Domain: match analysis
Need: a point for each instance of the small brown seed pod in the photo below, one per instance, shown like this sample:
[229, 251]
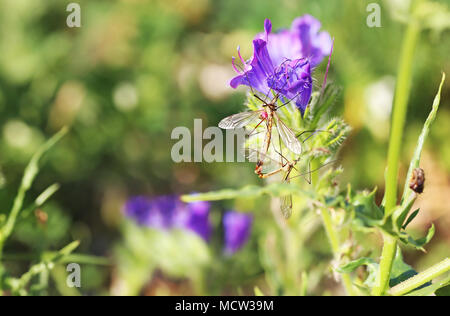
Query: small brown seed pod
[417, 181]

What you have to do
Skip the pictures and transcribe the rest of the records exactly.

Response box
Domain: match analysis
Need: a point for each instance of the small brown seed pod in the photo below, one per instance, shown like this sample:
[229, 251]
Query: small brown seed pod
[417, 181]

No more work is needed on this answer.